TEXTAUSZUG:

---

Wahlen 2019 in Westmecklenburg

Bemaltes Wahlplakat der WG „Heimat“ in Gägelow

Am vergangenen Wochenende wurde in Mecklenburg-Vorpommern die Europa- und Kommunalwahlen durchgeführt. Die Wahlbeteiligung war so hoch, wie seit langem nicht mehr. Im Schnitt machten 60% der Berechtigten in den einzelnen Wahlbezirken ihre Kreuze. Bei den Europawahlen gingen Bündnis 90/Die Grünen als klarer Sieger in die neue Legislaturperiode. Nachdem die NPD in den vergangenen Monaten immer wieder schwächelte, ist sie nach dem Ergebnis am vergangenen Wochenende weiter auf Abstiegskurs.

NPD weiter auf Abstiegskurs

Die NPD musste bei der vergangenen Europa- und der Kommunalwahl in Mecklenburg-Vorpommern enorme Verluste einstecken. Bundesweit schaffte sie es gerade einmal 0,3% der abgegebenen Stimmen von sich zu überzeugen. Im Landkreis Nordwestmecklenburg stimmten mit 1,1% für die NPD und damit 1,4% weniger im Vergleich zu vergangenen Europawahlen. Ähnlich schlechte Ergebnisse erzielten sie im Landkreis Ludwigslust-Parchim mit einem Verlust von 1,8% der Wählerstimmen. Damit verpasste Udo Voigt den erneuten Einzug ins Europaparlament.

Rainer Schütt

Der Wismarer NPDler Rainer Schütt gehört als Leiter des Bürgerbüros in Wismar zu den Mitarbeitern Voigts. Die aus dem Europaparlament dafür zur Verfügung gestellten Mittel, um Voigts Angestellte und Bürgerbüros zu betreiben, fallen nun weg. Ob Schütt das Bürgerbüro weiter betreiben wird, bleibt abzuwarten. Denn immerhin hat Schütt den Einzug in den Kreistag Nordwestmecklenburg für die NPD geschafft, verlor allerdings seinen Mandatssitz in der Bürgerschaft Wismar. An politischer Arbeit wird von Schütt im Kreistag nicht viel zu erwarten sein. Vor den Wahlen gab der 74-jährige Schütt gegenüber der Ostsee-Zeitung sein Statement ab: „Politisch können wir nichts bewegen. Uns geht es darum, den anderen Plätze wegzunehmen.“
Im Kreistag Ludwigslust-Parchim hat Udo Pastörs den Einzug für die NPD geschafft. Allgemein kann die NPD längst nicht an die Wahlerfolge vergangener Kommunalwahlen anknüpfen. Die Partei befindet sich weiter auf Abstiegskurs.

---

AUFGEFÜHRTE EINTRÄGE:
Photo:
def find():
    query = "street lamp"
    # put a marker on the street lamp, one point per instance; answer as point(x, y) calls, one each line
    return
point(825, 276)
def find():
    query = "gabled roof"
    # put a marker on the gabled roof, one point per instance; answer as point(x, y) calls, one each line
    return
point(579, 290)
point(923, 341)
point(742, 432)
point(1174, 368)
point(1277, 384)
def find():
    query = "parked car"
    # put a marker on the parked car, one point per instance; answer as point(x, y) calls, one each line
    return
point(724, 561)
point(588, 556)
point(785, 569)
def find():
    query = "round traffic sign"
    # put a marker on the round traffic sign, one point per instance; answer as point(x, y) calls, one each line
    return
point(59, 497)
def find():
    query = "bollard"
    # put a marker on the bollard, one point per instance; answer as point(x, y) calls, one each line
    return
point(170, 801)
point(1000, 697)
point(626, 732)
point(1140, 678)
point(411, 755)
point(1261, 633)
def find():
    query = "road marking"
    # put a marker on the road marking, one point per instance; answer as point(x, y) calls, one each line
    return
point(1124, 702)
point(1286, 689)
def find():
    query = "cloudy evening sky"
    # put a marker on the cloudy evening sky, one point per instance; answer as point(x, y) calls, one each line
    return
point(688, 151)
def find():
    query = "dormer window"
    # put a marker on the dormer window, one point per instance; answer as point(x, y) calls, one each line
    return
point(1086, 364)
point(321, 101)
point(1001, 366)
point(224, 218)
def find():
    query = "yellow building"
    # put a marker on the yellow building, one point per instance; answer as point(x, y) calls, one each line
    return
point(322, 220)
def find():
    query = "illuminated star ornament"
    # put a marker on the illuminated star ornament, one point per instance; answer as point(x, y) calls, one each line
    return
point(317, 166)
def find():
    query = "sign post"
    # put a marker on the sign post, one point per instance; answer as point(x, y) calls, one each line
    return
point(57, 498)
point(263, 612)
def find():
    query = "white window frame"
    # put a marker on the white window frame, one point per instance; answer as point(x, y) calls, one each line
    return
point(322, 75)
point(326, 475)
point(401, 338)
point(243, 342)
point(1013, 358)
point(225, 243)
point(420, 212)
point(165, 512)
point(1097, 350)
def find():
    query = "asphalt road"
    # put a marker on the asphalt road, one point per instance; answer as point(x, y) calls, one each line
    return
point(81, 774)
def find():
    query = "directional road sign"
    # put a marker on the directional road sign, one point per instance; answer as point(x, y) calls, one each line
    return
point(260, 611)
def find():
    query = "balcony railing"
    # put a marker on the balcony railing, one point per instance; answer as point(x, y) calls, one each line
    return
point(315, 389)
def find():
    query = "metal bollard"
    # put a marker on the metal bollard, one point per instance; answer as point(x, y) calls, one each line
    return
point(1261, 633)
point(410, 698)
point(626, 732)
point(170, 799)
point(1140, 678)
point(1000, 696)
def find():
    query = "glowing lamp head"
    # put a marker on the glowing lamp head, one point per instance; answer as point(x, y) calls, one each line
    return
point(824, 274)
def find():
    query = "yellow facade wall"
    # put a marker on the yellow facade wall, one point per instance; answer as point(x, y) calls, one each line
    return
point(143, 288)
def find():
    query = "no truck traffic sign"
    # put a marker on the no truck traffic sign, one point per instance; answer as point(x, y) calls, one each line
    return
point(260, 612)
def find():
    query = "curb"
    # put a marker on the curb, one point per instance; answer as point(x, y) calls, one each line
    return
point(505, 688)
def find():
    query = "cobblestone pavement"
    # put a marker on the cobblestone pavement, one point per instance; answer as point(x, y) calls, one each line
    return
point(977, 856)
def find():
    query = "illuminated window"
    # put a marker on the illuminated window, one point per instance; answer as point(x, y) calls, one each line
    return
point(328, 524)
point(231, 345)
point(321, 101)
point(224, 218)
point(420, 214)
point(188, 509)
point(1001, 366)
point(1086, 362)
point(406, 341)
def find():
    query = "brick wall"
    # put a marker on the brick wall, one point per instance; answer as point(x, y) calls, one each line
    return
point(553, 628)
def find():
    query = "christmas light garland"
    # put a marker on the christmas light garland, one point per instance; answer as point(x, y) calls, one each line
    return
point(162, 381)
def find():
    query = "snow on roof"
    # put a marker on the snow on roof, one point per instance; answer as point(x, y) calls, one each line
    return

---

ZU BEARBEITENDE AUFGABEN:
- A) Erläutern Sie anhand des Textes über die Wahlen 2019 in Westmecklenburg, weshalb die Mittel für Voigts Angestellte und Bürgerbüros nun wegfallen.
- B) Nennen Sie sämtliche Personen, die im Text über die Wahlen 2019 in Westmecklenburg mit Namen erwähnt werden.
- C) Schreiben Sie den Text über die Wahlen 2019 in Westmecklenburg im Anschluss an seinen letzten Satz weiter.

LÖSUNGEN ZUR ÜBUNG:
- A) Die Mittel für Voigts Angestellte und Bürgerbüros wurden vom Europaparlament zur Verfügung gestellt. Nach den Verlusten der NPD bei der Europawahl verpasste Udo Voigt den erneuten Einzug ins Europaparlament, sodass diese Mittel entfallen.

- B) Udo Voigt, Rainer Schütt, Udo Pastörs

- C)
AFD in der Bürgerschaft Wismar und Kreistag

Wesentlich erfolgreicher auf kommunaler und europäischer Ebene schnitt die AFD bei den vergangenen Wahlen ab. Mit 11% zieht die AFD erneut ins Europaparalament ein und steigert damit ihr Ergebnis um 4%. Deutlich mehr Stimmen kann die AFD auch in der Bürgerschaft Wismar mit 4 Sitzen sowie Kreistag Nordwestmecklenburg mit 8 Sitzen für sich verbuchen. Allerdings fehlte es der AFD in Nordwestmecklenburg an Quantität um Flächendecken in den Gemeindeparlamenten anzutretten. Mit unter den Wahlsieger ist auch der umstrittene Jens-Holger Schneider. Das ist nun sein drittes Mandat, denn neben seinen neuen Sitzen in der Bürgerschaft und im Kreistag ist er auch AFD-Abgeordneter im Landtag Mecklenburg-Vorpommern. Schneider gehört zu einen der umstrittenen AFDlern. Seit mindestens 2006 hat Schneider Kontakt in die Neonazi-Szene, von denen er sich bis heute nicht gelöst haben soll. 2007 bepöbelter er gemeinsam mit der vorbestraften Jameler Neonazi Sven Krüger Journalisten und Demonstranten am Rande einer Antifa-Demo in Wismar. Schneider war mehrfach Teilnehmer – und auch einmal Ordner – an den NPD-nahen MVgida-Aufmärschen. Klar ersichtlich wurden dort seine guten Kontakte vor allem zu RNF-Bundesvorsitzende Antje Mentzel. Gemeinsam mit seiner Mutter Brigitte Schneider zieht Jens-Holger nun in die Bürgerschaft Wismar und den Kreistag Nordwestmecklenburg ein. Sympathien zur AFD-Familienbande sind von anderen Parteien nicht ausgeschlossen. Der CDUler Tom Brüggert, der ebenfalls in beiden kommunalen Parlamenten Abgeordneter ist, ist der Cousin von Jens-Holger Schneider.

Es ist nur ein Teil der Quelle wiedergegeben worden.